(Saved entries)

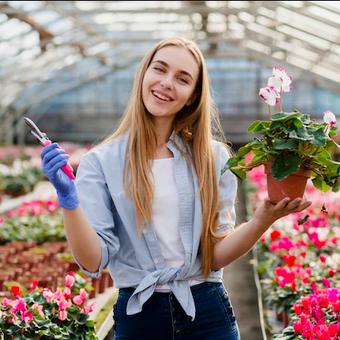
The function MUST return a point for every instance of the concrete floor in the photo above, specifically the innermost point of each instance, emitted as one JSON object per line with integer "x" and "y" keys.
{"x": 240, "y": 284}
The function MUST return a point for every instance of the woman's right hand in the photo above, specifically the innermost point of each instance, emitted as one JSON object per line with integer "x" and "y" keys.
{"x": 53, "y": 157}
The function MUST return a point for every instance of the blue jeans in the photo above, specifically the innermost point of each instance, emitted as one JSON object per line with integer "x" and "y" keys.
{"x": 163, "y": 318}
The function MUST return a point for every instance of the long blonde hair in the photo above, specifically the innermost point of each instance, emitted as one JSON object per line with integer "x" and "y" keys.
{"x": 195, "y": 124}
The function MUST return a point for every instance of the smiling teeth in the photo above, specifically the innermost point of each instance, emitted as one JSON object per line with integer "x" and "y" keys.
{"x": 161, "y": 96}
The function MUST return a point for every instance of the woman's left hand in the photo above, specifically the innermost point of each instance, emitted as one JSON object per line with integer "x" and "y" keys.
{"x": 269, "y": 212}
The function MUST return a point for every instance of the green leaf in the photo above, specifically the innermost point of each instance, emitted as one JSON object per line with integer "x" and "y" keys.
{"x": 320, "y": 184}
{"x": 283, "y": 166}
{"x": 283, "y": 116}
{"x": 253, "y": 125}
{"x": 90, "y": 323}
{"x": 240, "y": 173}
{"x": 320, "y": 138}
{"x": 244, "y": 150}
{"x": 301, "y": 134}
{"x": 82, "y": 318}
{"x": 284, "y": 144}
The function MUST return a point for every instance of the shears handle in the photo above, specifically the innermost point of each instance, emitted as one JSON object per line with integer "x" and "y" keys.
{"x": 66, "y": 168}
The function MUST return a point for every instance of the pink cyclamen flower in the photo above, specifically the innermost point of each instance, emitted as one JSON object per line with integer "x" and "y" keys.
{"x": 89, "y": 308}
{"x": 280, "y": 80}
{"x": 58, "y": 294}
{"x": 79, "y": 299}
{"x": 270, "y": 95}
{"x": 62, "y": 315}
{"x": 326, "y": 282}
{"x": 297, "y": 327}
{"x": 69, "y": 280}
{"x": 330, "y": 119}
{"x": 48, "y": 295}
{"x": 39, "y": 308}
{"x": 19, "y": 305}
{"x": 64, "y": 304}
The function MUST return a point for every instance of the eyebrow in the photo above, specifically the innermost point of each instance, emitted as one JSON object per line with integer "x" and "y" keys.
{"x": 166, "y": 65}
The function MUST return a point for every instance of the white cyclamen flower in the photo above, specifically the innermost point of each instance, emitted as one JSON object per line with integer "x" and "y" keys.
{"x": 280, "y": 80}
{"x": 330, "y": 119}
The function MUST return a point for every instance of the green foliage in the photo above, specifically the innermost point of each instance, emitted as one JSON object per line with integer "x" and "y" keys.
{"x": 290, "y": 141}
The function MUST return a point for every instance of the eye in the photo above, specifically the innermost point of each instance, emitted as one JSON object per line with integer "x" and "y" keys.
{"x": 183, "y": 80}
{"x": 158, "y": 69}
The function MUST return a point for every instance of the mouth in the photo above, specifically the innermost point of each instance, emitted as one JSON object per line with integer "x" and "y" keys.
{"x": 161, "y": 96}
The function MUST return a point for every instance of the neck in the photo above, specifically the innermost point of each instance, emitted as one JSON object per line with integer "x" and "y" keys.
{"x": 163, "y": 131}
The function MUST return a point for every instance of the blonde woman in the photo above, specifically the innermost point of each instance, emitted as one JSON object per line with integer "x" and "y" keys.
{"x": 155, "y": 209}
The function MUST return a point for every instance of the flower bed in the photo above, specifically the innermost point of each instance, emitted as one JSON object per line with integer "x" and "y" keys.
{"x": 299, "y": 261}
{"x": 46, "y": 314}
{"x": 34, "y": 245}
{"x": 20, "y": 167}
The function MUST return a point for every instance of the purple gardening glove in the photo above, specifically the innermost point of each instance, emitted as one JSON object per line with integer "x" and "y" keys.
{"x": 53, "y": 158}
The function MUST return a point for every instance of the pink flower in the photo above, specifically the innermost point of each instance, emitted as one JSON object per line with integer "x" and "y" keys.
{"x": 39, "y": 308}
{"x": 62, "y": 315}
{"x": 89, "y": 308}
{"x": 19, "y": 305}
{"x": 330, "y": 119}
{"x": 48, "y": 295}
{"x": 64, "y": 304}
{"x": 297, "y": 327}
{"x": 69, "y": 280}
{"x": 67, "y": 293}
{"x": 79, "y": 299}
{"x": 34, "y": 284}
{"x": 58, "y": 294}
{"x": 326, "y": 282}
{"x": 27, "y": 316}
{"x": 16, "y": 291}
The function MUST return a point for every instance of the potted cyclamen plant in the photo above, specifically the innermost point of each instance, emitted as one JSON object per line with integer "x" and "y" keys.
{"x": 293, "y": 147}
{"x": 315, "y": 316}
{"x": 43, "y": 314}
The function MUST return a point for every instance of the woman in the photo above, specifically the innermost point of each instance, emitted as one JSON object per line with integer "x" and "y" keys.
{"x": 155, "y": 209}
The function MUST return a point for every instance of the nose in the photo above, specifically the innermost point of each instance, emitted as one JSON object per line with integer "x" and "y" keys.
{"x": 166, "y": 82}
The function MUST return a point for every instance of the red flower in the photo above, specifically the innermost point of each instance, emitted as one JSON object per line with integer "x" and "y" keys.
{"x": 297, "y": 327}
{"x": 15, "y": 290}
{"x": 275, "y": 234}
{"x": 34, "y": 284}
{"x": 297, "y": 308}
{"x": 331, "y": 273}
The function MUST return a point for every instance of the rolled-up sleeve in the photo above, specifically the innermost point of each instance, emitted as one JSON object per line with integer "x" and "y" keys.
{"x": 228, "y": 191}
{"x": 97, "y": 204}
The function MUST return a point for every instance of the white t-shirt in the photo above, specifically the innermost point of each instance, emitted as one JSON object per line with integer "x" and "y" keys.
{"x": 165, "y": 212}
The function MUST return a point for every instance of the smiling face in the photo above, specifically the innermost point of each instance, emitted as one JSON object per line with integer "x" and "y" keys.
{"x": 169, "y": 82}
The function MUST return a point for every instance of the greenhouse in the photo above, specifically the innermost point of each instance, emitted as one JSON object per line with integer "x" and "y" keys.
{"x": 71, "y": 68}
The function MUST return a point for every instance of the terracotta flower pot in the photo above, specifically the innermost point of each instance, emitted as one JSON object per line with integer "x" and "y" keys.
{"x": 293, "y": 186}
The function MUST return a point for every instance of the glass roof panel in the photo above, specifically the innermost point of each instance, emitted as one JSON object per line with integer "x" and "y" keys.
{"x": 42, "y": 40}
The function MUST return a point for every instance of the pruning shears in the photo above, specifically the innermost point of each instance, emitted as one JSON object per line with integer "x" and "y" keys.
{"x": 44, "y": 140}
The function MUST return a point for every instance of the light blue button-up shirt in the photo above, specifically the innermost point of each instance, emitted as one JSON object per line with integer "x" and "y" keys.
{"x": 136, "y": 260}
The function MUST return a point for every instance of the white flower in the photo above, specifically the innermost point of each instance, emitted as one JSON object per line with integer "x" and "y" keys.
{"x": 280, "y": 80}
{"x": 270, "y": 95}
{"x": 330, "y": 119}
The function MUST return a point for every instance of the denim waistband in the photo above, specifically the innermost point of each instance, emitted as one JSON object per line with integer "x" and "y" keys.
{"x": 193, "y": 288}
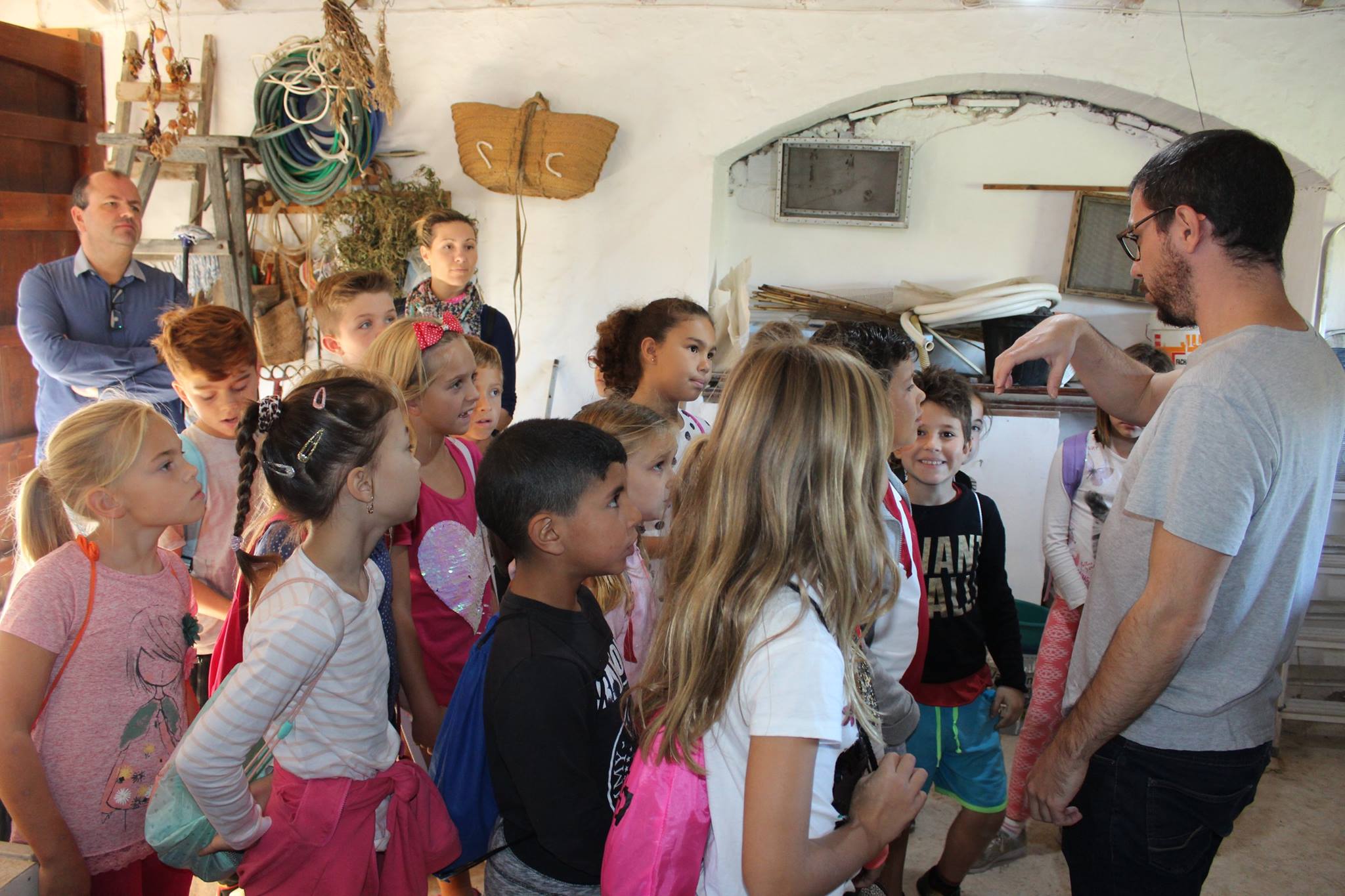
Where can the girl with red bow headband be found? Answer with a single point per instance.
(441, 566)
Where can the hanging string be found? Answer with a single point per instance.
(1181, 19)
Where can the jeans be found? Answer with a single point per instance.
(1155, 819)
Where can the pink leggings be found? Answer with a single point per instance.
(1048, 691)
(144, 878)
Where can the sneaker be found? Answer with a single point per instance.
(1002, 849)
(926, 888)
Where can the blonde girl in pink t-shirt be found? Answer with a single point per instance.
(95, 644)
(441, 595)
(628, 599)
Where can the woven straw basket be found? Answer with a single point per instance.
(280, 333)
(531, 151)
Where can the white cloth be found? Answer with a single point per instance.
(1070, 530)
(791, 685)
(896, 634)
(296, 633)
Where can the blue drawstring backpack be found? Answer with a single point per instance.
(459, 766)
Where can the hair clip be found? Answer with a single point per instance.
(268, 412)
(310, 446)
(280, 469)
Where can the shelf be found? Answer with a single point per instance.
(1033, 400)
(1304, 710)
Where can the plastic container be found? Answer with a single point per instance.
(1001, 332)
(1174, 341)
(1032, 621)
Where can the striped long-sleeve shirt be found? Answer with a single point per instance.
(298, 631)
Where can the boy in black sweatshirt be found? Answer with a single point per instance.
(971, 609)
(556, 742)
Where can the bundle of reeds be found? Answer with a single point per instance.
(818, 305)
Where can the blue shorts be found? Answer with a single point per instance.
(959, 747)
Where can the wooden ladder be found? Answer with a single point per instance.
(214, 163)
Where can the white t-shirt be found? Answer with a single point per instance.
(1070, 530)
(214, 562)
(793, 685)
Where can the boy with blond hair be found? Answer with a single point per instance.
(353, 308)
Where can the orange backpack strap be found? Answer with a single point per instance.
(91, 551)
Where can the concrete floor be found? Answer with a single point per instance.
(1290, 840)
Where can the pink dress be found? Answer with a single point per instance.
(632, 622)
(451, 575)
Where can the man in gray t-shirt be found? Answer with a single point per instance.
(1208, 559)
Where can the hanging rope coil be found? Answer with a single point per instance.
(307, 154)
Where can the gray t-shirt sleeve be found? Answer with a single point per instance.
(1208, 468)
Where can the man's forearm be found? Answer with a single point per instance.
(1118, 383)
(1141, 661)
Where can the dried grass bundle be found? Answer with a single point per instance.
(820, 305)
(350, 62)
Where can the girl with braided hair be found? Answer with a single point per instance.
(337, 456)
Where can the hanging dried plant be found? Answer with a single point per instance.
(160, 139)
(372, 228)
(349, 60)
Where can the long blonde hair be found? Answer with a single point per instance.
(786, 486)
(634, 426)
(88, 450)
(397, 355)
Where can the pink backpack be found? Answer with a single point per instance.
(659, 830)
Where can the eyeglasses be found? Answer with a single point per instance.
(115, 316)
(1129, 238)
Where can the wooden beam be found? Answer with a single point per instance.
(35, 211)
(173, 247)
(69, 60)
(1069, 188)
(190, 141)
(195, 206)
(139, 91)
(43, 129)
(74, 34)
(124, 156)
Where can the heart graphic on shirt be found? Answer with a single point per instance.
(454, 565)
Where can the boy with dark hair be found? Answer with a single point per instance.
(556, 740)
(900, 637)
(211, 354)
(971, 609)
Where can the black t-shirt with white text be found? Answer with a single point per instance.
(556, 740)
(971, 609)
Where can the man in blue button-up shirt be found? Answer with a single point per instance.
(87, 320)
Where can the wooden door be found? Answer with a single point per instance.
(51, 105)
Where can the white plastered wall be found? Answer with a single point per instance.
(695, 89)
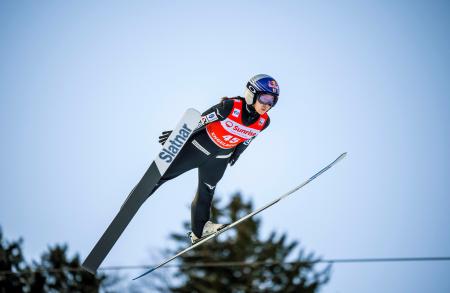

-- What is being asked --
Repeat only the lines from the line with "Where can the wooden beam" to the end of the entries, including both the first and the last line, and drop every picture.

-- Solution to this task --
Where can the wooden beam be found? Answer with a single point per instance.
(35, 211)
(173, 247)
(69, 60)
(1069, 188)
(190, 141)
(195, 206)
(139, 91)
(43, 129)
(74, 34)
(124, 156)
Where can the heart graphic on shirt be found? Answer with a single point per instance.
(454, 565)
Where can the boy with dark hair be found? Answer with a single point per instance.
(556, 740)
(900, 637)
(211, 354)
(971, 609)
Where can the black t-shirt with white text be found? Answer with a single point per instance.
(556, 740)
(971, 609)
Where can the man in blue button-up shirt be found? Answer with a single point per instance.
(87, 320)
Where can the wooden door be found? Answer with a single point per instance.
(51, 105)
Where can the white plastered wall be found? Answer with a single point per instance.
(695, 89)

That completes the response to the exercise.